Requirement 1
List every percentage figure given in the bladder cancer report, in the order in which each appears.
Requirement 2
From the bladder cancer report, extract the stretch from "Sacituzumab govitecan shows" through "New York, US.".

Sacituzumab govitecan shows promise in advanced bladder cancer
Sacituzumab govitecan, a novel investigational antibody-drug conjugate, showed clinical activity in patients with metastatic urothelial carcinoma (mUC) who had progressed following standard therapy, including treatment with checkpoint inhibitors, according to an early study presented at GUCS 2019.
Patients with mUC who progress following standard treatment, such as platinum-based chemotherapy and immune checkpoint inhibitor therapy, face limited treatment options and poor prognoses, the researchers pointed out.
“Sacituzumab govitecan demonstrated significant clinical activity in patients with heavily pretreated mUC, including patients with prior checkpoint inhibitors and platinum-based treatment and visceral disease,” said Dr Scott Tagawa from the Weill Cornell Medical Center in New York City, New York, US.
Sacituzumab govitecan is an antibody-drug conjugate carrying the active metabolite of irinotecan, SN-38 linked to antibodies targeting Trop-2, an epithelial surface antigen overexpressed in urothelial cancer. According to Tagawa, sacituzumab govitecan is distinct from other antibody-drug conjugates in terms of its high drug-to-antibody ratio and that hydrolysis of the linker releases SN-38 not only intracellularly but also in the tumour microenvironment, thus killing adjacent tumour cells.
In the open-label, single-arm, multicentre phase I/II basket trial, 45 patients (median age 67 years) with mUC received intravenous sacituzumab govitecan 10 mg/kg on days 1 and 8 of 21-day cycles, which went on until disease progression or unacceptable toxicity. [GUCS 2019, abstract 354]
These patients had received a median of two prior treatment lines (range, 1–6), of which a majority had platinum-based chemotherapy (95 percent) and 38 percent had been treated with immune checkpoint inhibitors. Additionally, 73 percent had visceral involvement, including the liver (n=15) and lung (n=27).
Despite the unfavourable characteristics of these patients, treatment with sacituzumab govitecan yielded an objective response rate of 31.1 percent in the overall cohort (95 percent confidence interval [CI], 18.2–46.6), with complete response seen in 4 percent (n=2) and partial response in 27 percent (n=12) of patients.

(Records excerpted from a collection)
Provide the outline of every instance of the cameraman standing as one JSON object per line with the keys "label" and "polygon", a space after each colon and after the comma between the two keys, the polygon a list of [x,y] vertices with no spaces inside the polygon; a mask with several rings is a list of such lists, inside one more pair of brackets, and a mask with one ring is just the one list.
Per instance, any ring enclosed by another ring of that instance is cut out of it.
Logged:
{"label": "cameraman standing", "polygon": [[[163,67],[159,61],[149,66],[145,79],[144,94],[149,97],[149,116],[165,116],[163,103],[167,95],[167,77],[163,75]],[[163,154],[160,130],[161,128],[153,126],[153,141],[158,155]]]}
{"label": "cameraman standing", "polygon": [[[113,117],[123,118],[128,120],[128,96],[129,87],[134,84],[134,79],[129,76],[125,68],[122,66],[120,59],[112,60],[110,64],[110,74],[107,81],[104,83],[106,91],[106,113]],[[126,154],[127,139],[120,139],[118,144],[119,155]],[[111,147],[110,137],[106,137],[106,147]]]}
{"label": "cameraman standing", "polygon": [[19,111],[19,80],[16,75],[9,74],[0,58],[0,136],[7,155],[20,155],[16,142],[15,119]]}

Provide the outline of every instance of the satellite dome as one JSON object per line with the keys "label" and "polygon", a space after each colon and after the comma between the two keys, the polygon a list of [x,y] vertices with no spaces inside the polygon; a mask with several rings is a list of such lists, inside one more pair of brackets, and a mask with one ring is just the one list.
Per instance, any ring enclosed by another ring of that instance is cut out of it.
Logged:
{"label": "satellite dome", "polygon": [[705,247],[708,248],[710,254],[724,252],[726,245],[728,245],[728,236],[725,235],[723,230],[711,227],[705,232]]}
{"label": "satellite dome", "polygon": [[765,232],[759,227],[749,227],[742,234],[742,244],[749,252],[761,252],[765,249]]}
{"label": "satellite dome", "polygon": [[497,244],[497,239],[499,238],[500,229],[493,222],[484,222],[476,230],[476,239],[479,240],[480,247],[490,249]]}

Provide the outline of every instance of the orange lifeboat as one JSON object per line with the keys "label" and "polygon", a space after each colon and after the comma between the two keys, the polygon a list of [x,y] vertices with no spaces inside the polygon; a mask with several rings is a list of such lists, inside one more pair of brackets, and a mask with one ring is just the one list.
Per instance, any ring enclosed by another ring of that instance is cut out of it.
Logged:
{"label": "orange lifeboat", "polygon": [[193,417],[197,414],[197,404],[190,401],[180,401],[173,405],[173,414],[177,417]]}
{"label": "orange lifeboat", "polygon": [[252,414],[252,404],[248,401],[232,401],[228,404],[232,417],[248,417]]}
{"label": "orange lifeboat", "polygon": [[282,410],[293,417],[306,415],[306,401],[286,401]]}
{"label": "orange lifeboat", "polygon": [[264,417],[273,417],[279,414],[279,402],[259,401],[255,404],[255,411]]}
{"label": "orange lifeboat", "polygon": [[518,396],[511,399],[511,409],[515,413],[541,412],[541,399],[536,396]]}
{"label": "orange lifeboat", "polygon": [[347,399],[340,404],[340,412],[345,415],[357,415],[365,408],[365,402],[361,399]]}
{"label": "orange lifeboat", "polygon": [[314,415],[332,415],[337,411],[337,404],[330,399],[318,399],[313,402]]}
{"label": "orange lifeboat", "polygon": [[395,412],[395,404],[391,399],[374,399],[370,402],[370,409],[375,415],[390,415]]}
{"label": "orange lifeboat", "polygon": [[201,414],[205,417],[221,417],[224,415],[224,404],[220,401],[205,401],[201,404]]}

Response box 1
95 percent, 38 percent, 73 percent, 31.1 percent, 95 percent, 4 percent, 27 percent

Response box 2
Sacituzumab govitecan shows promise in advanced bladder cancer
Sacituzumab govitecan, a novel investigational antibody-drug conjugate, showed clinical activity in patients with metastatic urothelial carcinoma (mUC) who had progressed following standard therapy, including treatment with checkpoint inhibitors, according to an early study presented at GUCS 2019.
Patients with mUC who progress following standard treatment, such as platinum-based chemotherapy and immune checkpoint inhibitor therapy, face limited treatment options and poor prognoses, the researchers pointed out.
“Sacituzumab govitecan demonstrated significant clinical activity in patients with heavily pretreated mUC, including patients with prior checkpoint inhibitors and platinum-based treatment and visceral disease,” said Dr Scott Tagawa from the Weill Cornell Medical Center in New York City, New York, US.